**TO DO**.
Copy every line of the rows from the one containing "outline <item>curly hair</item>" through the end of the rows, requests included. Shift each coordinate in the answer outlines up by 146, and leave the numbers in the requests and their format samples unchanged.

[Labeled contour entries]

* start *

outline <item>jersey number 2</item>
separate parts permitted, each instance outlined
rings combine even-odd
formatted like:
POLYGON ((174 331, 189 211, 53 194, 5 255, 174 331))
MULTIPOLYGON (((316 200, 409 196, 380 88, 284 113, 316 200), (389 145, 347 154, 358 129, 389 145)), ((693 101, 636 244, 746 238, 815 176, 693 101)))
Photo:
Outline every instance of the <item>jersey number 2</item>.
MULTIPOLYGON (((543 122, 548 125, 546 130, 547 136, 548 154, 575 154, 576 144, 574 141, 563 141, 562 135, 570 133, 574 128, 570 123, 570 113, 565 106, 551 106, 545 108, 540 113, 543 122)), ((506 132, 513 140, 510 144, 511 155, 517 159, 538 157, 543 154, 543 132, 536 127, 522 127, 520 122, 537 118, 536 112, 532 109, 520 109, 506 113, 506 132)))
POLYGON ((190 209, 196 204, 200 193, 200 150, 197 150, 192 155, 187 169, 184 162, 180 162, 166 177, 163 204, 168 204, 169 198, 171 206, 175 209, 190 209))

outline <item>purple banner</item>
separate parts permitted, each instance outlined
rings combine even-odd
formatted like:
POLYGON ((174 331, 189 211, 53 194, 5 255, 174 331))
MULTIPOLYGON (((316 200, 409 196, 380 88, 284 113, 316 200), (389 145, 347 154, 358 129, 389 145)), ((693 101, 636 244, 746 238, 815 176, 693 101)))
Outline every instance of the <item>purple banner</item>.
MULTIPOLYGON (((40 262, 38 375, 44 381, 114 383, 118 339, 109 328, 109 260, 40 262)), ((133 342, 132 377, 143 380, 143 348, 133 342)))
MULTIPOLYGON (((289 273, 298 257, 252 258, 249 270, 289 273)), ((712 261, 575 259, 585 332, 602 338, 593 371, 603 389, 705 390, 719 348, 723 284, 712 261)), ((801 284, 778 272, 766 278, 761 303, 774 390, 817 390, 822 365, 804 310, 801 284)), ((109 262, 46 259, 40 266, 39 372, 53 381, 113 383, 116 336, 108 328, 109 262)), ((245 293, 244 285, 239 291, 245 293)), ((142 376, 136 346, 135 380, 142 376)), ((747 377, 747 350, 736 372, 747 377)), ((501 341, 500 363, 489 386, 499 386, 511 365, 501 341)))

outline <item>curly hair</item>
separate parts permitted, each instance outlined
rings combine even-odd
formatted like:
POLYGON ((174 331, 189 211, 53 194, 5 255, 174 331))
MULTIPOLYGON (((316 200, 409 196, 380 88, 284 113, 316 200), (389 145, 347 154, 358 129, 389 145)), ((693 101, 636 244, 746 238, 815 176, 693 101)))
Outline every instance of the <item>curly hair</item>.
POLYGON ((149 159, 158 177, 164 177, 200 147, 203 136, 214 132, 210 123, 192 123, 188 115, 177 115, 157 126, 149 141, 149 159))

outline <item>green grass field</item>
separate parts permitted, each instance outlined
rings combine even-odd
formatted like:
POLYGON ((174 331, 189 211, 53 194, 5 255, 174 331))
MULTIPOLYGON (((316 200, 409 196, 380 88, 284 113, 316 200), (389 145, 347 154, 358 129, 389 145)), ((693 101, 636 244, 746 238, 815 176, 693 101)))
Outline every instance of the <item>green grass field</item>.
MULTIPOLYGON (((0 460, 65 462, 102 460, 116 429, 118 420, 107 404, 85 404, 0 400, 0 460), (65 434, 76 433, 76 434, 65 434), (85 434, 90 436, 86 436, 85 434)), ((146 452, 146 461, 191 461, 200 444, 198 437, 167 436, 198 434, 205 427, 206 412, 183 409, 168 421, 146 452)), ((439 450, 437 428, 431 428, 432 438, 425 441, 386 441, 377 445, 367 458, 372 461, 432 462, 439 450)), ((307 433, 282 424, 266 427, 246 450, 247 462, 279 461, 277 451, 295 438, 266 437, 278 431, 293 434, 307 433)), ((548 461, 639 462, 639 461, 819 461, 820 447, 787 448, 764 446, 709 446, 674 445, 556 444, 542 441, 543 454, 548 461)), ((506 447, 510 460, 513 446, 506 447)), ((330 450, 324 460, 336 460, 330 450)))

* end *

**REPLY**.
outline <item>curly hair</item>
separate parts permitted, each instance outlined
rings combine even-odd
formatted like:
POLYGON ((174 331, 189 211, 53 194, 5 255, 174 331))
MULTIPOLYGON (((316 200, 409 196, 380 88, 284 113, 316 200), (389 145, 347 154, 358 129, 389 145)), ((693 101, 636 244, 746 238, 815 176, 693 101)))
Outline every instance of the <item>curly hair</item>.
POLYGON ((295 305, 304 323, 310 323, 346 293, 349 282, 360 278, 356 269, 338 269, 334 261, 323 261, 303 272, 295 287, 295 305))

outline <item>green grass field</item>
separate parts permitted, each instance outlined
rings combine even-odd
formatted like:
POLYGON ((174 331, 189 211, 53 194, 5 255, 174 331))
MULTIPOLYGON (((316 200, 409 196, 380 88, 284 113, 316 200), (389 145, 347 154, 358 129, 389 145)), ((693 101, 636 244, 746 238, 815 176, 693 101)))
Outline every instance of the <item>green grass field</item>.
MULTIPOLYGON (((146 606, 211 608, 248 606, 262 575, 264 566, 253 550, 231 550, 146 546, 146 606), (211 580, 222 579, 222 580, 211 580), (231 580, 236 582, 232 582, 231 580)), ((292 598, 292 607, 337 607, 346 590, 344 583, 313 582, 344 580, 351 573, 352 558, 329 555, 314 567, 292 598)), ((585 596, 583 574, 577 574, 578 584, 571 587, 532 587, 523 591, 513 604, 518 607, 578 608, 585 596)), ((453 579, 428 570, 412 573, 392 596, 393 608, 425 607, 423 597, 441 584, 412 583, 424 577, 439 580, 453 579)), ((694 607, 785 608, 785 607, 965 607, 966 593, 933 594, 910 592, 855 592, 820 591, 702 590, 688 587, 689 600, 694 607)), ((652 593, 656 606, 659 592, 652 593)), ((476 596, 470 606, 482 606, 476 596)))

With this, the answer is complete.